Transcribe every entry exactly, leaving out any pictures.

→ **Point-per-instance localization data**
----------------
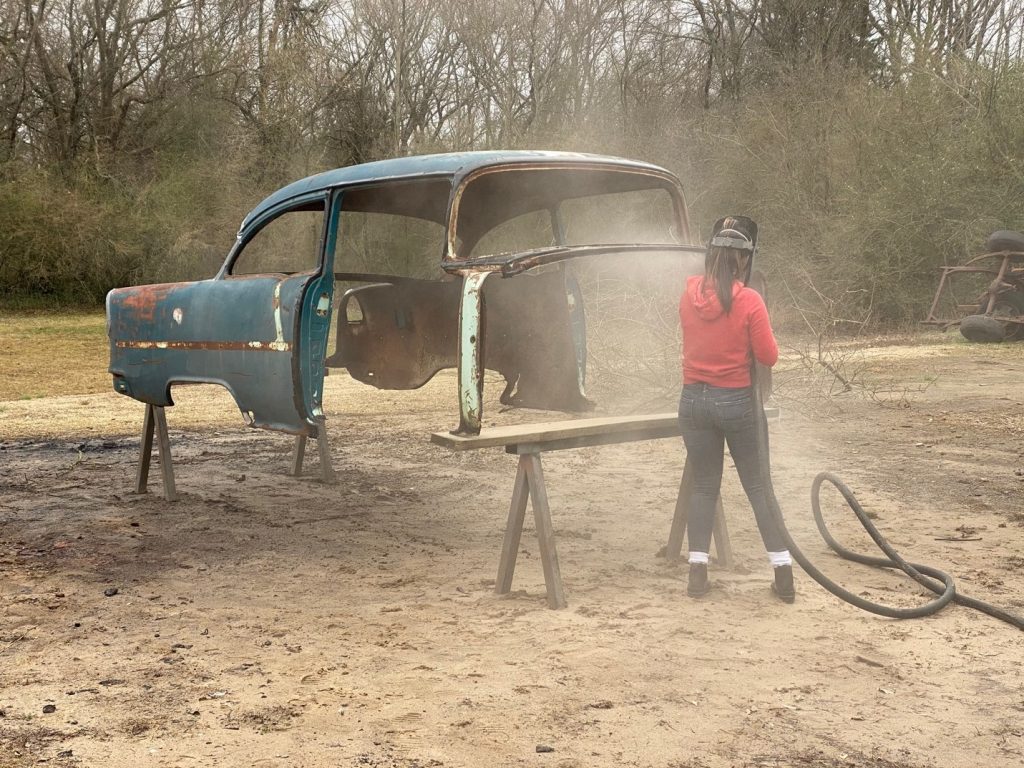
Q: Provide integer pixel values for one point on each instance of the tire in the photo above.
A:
(1005, 240)
(1010, 304)
(982, 329)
----------------
→ **SOLVED PROBLEM**
Q: Provide integer pixel values for one point on each instance of the tire in the photo above.
A:
(1005, 240)
(1010, 304)
(982, 329)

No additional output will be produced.